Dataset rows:
-=-=-=-=-

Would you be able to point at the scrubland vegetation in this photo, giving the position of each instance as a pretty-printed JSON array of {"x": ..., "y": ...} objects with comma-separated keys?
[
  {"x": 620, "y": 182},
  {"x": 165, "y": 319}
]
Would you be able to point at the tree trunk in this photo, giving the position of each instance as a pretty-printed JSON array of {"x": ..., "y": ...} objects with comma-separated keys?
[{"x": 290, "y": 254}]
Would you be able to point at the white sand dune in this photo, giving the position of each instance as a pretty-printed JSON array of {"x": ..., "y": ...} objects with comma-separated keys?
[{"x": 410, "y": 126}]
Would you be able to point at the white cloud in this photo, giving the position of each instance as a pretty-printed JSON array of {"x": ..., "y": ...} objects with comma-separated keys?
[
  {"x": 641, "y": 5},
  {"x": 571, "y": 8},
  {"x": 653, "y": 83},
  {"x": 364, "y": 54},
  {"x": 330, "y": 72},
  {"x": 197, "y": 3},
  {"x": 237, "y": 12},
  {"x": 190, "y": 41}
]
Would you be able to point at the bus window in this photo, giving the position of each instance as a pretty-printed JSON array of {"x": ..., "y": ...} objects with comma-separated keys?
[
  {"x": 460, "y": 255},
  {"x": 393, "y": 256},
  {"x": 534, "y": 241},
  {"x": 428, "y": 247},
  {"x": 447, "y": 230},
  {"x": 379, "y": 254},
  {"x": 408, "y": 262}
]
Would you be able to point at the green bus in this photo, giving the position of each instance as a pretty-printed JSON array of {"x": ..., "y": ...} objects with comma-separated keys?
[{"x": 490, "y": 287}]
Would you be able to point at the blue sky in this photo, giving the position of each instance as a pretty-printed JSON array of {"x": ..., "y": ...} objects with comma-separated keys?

-=-=-=-=-

What is required: Rewrite all of the entries above, replacing "pretty-printed" with "indented" wherever it occurs and leaving everything else unchanged.

Expected answer:
Would you be able to point at the scrubland vegetation in this photo, giving the position of each instance as a indented JSON array of {"x": ..., "y": ...} objects with comma-separated keys?
[
  {"x": 620, "y": 182},
  {"x": 165, "y": 319}
]
Would you be able to point at the tree trunk in this photo, giving the position of each instance as a indented JSON array of {"x": ..., "y": ...} objects with comma-separated keys?
[{"x": 290, "y": 254}]
Would you be able to point at the white sand dune in this photo, giving the position of each instance as a indented JSON array of {"x": ..., "y": ...} objects with comma-separated keys?
[{"x": 410, "y": 126}]
Would you be able to point at the white cloud in this photo, giving the position of each instance as a indented JSON array of {"x": ..., "y": ...} objects with comma-separated keys?
[
  {"x": 641, "y": 5},
  {"x": 571, "y": 8},
  {"x": 653, "y": 83},
  {"x": 364, "y": 54},
  {"x": 330, "y": 72},
  {"x": 197, "y": 3},
  {"x": 237, "y": 12},
  {"x": 190, "y": 41}
]
Would you be able to point at the bus window in this photo, giving the position of each instance as a indented JSON array of {"x": ..., "y": ...} objects with comma-separated keys?
[
  {"x": 460, "y": 255},
  {"x": 393, "y": 256},
  {"x": 534, "y": 241},
  {"x": 428, "y": 247},
  {"x": 447, "y": 230},
  {"x": 379, "y": 254},
  {"x": 408, "y": 262}
]
Would you be able to point at the green bus in this photo, giving the position of each instance as a indented JSON array of {"x": ..., "y": ...} objects with comma-separated keys?
[{"x": 490, "y": 287}]
Would you be able to point at the blue sky in this photo, giving the position of each instance as a indented JSON array of {"x": ..., "y": ...} objects with comma-separated keys?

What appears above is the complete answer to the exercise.